Entries from a pointing dataset
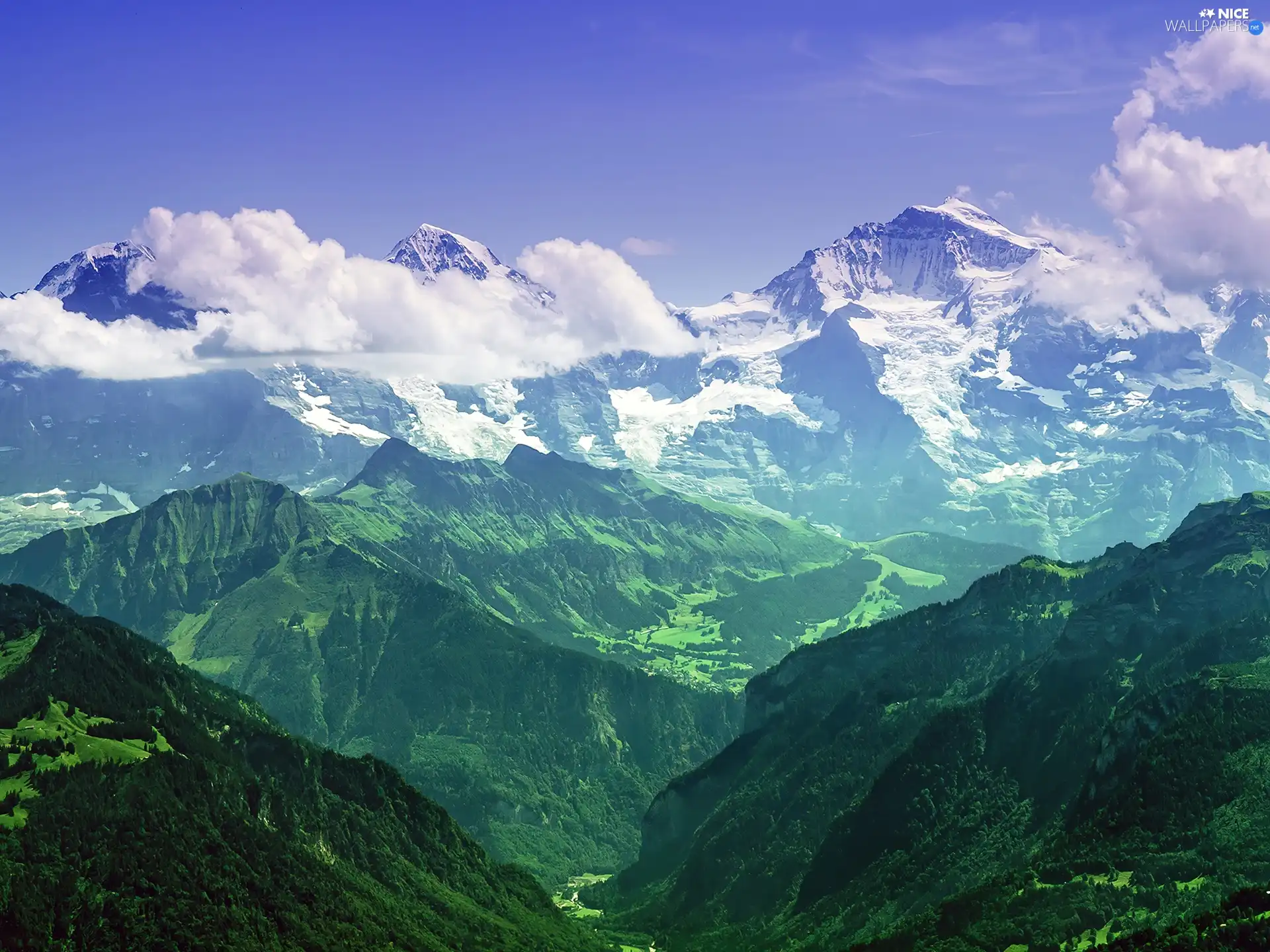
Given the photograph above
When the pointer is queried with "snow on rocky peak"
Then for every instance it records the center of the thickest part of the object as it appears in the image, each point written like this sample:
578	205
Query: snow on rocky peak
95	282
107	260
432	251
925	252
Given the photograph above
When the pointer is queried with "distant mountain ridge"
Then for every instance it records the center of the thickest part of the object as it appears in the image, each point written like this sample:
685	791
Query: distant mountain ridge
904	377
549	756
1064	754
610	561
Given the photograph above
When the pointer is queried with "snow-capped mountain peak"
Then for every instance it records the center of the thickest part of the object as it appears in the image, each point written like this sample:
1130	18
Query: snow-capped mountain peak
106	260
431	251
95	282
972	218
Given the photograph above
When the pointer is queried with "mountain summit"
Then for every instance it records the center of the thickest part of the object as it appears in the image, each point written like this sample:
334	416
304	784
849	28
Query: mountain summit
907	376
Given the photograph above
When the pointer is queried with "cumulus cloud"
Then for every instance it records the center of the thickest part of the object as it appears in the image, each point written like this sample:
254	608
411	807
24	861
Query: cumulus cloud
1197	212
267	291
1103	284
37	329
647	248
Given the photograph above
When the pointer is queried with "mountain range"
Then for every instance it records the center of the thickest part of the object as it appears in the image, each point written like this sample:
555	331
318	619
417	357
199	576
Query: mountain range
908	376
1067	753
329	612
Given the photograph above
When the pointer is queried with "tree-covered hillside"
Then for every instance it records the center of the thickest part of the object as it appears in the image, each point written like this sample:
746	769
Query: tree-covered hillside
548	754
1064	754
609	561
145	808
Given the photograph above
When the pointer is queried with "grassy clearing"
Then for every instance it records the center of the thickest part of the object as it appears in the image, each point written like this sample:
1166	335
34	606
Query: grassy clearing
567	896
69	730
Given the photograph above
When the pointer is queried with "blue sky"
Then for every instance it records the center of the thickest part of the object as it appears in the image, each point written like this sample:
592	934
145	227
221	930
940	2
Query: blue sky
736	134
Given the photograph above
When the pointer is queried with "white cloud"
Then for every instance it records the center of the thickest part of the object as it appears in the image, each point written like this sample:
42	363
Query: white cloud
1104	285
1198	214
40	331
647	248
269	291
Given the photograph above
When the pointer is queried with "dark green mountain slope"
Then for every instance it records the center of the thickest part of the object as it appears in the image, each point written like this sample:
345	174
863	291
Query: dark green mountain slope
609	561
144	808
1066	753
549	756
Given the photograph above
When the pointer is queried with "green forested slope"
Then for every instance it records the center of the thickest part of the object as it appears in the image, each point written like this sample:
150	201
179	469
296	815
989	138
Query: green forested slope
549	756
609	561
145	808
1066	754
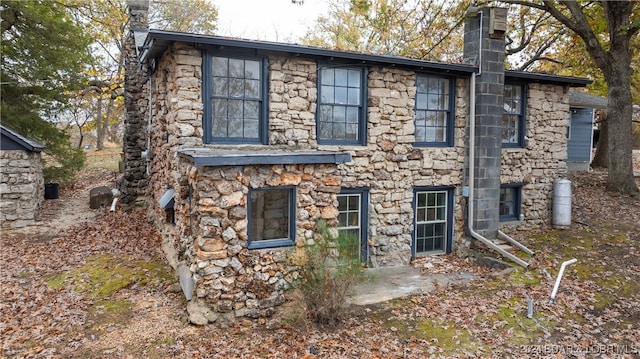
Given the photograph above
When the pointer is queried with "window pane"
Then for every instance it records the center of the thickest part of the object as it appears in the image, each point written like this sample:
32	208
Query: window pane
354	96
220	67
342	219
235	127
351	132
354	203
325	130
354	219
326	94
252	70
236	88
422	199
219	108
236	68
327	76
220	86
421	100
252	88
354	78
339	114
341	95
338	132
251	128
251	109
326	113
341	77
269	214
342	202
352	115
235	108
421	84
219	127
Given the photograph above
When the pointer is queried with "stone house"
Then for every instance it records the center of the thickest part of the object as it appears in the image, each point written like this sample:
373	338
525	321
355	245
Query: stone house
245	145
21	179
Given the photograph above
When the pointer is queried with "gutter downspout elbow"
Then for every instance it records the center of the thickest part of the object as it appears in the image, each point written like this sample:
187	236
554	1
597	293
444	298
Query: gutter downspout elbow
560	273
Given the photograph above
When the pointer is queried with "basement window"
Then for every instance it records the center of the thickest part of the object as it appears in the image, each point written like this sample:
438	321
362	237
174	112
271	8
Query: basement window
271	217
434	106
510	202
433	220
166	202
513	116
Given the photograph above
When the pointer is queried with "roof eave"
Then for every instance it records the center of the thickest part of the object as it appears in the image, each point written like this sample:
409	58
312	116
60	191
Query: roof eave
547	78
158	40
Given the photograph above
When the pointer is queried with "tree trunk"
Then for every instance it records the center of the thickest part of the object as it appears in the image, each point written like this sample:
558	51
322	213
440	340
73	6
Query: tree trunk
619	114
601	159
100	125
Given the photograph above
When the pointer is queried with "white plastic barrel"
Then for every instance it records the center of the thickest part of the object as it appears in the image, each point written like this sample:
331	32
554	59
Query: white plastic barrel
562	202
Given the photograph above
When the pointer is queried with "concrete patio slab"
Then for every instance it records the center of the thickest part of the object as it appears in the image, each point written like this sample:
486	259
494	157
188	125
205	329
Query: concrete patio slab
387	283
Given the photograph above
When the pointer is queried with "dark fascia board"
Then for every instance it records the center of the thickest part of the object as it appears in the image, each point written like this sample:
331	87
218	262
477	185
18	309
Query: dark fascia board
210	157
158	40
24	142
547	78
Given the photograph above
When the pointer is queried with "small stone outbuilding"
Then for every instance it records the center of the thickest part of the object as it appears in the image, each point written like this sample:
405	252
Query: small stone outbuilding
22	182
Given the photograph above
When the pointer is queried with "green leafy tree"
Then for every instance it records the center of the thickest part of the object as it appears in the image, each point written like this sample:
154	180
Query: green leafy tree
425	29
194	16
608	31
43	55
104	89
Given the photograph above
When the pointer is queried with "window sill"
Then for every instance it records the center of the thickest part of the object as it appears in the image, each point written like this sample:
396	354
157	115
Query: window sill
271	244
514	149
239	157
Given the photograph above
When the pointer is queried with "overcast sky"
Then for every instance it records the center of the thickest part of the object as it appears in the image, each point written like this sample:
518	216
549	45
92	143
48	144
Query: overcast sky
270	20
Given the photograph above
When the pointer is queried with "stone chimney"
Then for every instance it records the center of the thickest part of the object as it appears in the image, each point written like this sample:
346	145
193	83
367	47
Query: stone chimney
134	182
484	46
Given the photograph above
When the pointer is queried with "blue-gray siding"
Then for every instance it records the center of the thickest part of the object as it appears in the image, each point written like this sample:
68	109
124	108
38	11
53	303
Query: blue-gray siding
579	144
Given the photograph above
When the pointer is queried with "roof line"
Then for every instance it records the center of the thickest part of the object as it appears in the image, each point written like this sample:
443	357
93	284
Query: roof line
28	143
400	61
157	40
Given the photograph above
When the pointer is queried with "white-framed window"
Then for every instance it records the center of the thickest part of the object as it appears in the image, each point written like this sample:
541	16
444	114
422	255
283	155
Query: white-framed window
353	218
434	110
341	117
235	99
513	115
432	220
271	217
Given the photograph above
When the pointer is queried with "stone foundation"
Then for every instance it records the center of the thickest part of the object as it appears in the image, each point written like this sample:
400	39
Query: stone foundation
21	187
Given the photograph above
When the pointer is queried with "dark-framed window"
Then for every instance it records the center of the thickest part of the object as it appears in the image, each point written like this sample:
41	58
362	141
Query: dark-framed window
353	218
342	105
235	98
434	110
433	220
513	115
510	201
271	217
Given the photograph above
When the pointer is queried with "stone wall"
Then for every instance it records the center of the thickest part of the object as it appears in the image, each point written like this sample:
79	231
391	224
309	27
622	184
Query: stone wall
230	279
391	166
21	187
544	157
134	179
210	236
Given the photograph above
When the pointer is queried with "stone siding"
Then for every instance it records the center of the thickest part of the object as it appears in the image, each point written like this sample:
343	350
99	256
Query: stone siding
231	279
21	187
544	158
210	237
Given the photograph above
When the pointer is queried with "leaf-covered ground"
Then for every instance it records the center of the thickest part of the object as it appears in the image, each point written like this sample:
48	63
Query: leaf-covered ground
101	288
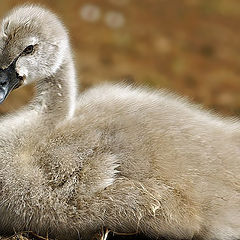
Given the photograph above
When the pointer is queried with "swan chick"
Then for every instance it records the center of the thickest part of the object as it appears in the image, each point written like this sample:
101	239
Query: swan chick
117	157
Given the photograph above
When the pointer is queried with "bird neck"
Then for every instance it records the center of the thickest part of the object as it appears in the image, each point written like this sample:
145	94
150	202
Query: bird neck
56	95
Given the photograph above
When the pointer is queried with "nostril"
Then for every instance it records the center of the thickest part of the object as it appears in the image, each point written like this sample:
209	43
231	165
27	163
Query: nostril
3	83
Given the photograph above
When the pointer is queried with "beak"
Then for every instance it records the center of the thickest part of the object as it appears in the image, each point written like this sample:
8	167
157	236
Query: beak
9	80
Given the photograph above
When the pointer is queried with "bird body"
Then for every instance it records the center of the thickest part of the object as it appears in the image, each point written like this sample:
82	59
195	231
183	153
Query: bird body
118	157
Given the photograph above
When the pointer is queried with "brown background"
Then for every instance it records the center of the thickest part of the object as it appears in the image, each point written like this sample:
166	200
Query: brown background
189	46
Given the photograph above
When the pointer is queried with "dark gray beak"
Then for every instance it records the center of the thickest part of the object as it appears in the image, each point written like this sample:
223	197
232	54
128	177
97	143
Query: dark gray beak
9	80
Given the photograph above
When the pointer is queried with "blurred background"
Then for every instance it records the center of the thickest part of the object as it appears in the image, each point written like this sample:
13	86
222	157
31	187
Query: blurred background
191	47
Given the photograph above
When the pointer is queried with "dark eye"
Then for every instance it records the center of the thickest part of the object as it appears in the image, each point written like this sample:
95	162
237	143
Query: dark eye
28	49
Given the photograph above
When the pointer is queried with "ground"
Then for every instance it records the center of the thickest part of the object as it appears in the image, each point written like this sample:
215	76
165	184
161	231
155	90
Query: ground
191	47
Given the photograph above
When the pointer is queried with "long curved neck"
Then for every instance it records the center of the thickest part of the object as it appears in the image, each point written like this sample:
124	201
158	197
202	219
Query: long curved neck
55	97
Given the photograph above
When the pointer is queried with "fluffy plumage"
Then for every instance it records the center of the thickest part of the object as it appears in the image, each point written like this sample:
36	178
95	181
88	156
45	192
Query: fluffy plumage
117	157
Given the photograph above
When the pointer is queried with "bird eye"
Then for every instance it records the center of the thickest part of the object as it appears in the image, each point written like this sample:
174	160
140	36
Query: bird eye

* **Directions for this task**: Report every line of the data above that contains the word "cumulus", copying each one in full.

* **Response to the task**:
When the pointer is queried with "cumulus cloud"
Query: cumulus cloud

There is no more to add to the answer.